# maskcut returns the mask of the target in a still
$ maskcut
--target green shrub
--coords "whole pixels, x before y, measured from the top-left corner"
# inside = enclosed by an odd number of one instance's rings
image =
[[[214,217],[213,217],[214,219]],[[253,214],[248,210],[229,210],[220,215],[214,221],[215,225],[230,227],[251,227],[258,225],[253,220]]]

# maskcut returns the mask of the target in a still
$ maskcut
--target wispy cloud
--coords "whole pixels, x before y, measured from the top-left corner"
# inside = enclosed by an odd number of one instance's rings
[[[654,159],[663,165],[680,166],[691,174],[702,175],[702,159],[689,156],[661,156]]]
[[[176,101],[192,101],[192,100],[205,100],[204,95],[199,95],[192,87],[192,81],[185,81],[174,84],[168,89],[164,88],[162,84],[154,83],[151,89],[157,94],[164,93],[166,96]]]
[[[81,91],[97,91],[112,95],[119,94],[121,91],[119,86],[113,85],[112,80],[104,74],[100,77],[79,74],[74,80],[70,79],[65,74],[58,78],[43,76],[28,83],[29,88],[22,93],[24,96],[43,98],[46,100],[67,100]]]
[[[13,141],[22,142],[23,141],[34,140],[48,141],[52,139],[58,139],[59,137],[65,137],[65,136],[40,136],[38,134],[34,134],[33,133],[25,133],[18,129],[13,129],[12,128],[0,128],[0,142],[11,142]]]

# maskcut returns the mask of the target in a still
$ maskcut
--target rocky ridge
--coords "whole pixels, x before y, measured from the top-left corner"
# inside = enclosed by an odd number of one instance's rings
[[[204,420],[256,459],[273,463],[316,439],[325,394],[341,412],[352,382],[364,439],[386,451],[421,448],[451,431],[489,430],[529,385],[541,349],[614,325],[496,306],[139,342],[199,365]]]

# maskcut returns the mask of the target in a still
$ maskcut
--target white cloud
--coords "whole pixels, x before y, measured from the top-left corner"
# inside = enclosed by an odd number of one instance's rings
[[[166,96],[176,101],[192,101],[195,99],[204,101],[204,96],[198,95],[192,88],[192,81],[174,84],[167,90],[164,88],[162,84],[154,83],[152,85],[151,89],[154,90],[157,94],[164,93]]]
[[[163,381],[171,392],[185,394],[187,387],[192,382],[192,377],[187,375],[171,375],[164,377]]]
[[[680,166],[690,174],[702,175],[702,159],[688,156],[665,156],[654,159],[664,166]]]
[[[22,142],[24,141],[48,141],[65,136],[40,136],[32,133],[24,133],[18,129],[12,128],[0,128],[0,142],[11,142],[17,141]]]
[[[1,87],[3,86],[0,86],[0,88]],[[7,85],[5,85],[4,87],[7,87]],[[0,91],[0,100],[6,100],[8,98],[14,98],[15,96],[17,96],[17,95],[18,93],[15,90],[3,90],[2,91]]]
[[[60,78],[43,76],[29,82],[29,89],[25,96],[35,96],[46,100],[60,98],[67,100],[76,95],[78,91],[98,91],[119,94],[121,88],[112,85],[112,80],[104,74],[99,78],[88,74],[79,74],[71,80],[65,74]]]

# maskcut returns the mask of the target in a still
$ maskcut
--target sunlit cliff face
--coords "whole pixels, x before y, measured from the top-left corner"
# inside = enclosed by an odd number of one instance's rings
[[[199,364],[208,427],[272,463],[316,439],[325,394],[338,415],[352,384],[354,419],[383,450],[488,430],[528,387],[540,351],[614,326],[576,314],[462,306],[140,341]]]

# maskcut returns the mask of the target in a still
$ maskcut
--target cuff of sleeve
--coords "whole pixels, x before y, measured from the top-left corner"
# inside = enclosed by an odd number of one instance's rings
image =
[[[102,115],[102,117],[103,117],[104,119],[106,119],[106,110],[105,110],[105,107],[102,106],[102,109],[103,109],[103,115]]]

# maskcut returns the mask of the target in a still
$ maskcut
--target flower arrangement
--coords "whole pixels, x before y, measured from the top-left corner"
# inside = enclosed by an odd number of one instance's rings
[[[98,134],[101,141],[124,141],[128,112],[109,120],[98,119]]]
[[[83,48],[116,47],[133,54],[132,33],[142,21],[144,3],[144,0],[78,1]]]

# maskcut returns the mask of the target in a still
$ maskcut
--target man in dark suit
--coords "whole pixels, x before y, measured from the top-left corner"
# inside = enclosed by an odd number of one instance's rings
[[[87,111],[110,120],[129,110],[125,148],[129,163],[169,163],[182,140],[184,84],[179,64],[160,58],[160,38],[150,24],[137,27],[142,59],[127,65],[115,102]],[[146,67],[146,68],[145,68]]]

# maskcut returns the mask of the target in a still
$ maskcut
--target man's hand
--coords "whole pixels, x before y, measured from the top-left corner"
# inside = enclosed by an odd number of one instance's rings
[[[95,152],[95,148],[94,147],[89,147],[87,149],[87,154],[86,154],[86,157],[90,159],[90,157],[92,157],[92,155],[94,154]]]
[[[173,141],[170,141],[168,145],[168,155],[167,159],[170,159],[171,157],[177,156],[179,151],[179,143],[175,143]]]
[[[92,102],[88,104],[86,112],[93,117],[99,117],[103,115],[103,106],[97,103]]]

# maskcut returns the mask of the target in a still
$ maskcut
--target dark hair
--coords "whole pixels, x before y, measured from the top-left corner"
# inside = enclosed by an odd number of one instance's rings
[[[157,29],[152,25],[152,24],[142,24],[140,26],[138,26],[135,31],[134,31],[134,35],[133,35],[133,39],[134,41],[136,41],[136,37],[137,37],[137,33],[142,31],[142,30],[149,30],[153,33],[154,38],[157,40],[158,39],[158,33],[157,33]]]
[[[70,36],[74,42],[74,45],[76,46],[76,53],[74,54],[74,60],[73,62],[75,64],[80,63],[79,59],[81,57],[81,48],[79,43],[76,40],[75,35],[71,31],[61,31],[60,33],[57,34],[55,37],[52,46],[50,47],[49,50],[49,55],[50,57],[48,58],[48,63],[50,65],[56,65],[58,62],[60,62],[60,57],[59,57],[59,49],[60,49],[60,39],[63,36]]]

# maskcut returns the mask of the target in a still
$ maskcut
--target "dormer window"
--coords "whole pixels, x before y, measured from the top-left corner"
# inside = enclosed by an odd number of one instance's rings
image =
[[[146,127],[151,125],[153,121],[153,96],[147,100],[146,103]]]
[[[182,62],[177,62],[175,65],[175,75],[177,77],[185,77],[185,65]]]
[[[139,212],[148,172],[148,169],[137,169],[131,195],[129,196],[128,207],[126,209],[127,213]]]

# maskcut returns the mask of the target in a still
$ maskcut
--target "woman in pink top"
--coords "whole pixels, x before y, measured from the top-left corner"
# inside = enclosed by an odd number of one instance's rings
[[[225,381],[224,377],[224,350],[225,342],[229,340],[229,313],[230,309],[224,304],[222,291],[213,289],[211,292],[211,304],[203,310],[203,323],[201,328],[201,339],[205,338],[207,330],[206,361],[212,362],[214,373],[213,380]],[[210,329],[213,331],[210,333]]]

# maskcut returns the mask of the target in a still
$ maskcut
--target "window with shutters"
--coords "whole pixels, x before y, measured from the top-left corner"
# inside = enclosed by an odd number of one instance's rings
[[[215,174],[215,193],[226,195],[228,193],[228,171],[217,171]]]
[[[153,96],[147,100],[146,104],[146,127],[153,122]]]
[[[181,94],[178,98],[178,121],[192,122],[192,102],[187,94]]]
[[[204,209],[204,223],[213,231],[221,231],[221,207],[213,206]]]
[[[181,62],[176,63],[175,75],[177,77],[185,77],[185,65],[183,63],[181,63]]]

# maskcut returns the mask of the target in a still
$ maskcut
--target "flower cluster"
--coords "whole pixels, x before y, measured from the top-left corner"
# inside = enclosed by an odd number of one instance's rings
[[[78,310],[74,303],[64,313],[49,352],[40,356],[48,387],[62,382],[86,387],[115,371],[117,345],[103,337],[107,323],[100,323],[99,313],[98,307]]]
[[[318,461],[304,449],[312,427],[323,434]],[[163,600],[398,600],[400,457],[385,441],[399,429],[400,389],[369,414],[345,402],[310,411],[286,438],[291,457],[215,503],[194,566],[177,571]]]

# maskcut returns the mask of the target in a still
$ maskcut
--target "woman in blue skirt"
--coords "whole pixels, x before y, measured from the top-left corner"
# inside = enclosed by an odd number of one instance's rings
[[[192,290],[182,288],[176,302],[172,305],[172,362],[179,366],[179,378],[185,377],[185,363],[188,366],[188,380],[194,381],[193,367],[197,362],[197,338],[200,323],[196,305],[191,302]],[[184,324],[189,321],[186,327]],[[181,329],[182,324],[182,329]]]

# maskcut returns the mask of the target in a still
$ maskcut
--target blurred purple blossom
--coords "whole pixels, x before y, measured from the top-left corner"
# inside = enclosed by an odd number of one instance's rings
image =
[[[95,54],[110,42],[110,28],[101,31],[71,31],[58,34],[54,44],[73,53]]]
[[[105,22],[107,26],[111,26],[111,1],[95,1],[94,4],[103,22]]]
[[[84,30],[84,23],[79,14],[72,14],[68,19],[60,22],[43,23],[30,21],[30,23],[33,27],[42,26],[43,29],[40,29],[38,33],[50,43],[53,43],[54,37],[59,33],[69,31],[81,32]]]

===============

## TASK INSTRUCTIONS
Identify each line in the items above that contains the word "cloud", and reproduce every such line in full.

## ANSWER
--target wispy cloud
--target white cloud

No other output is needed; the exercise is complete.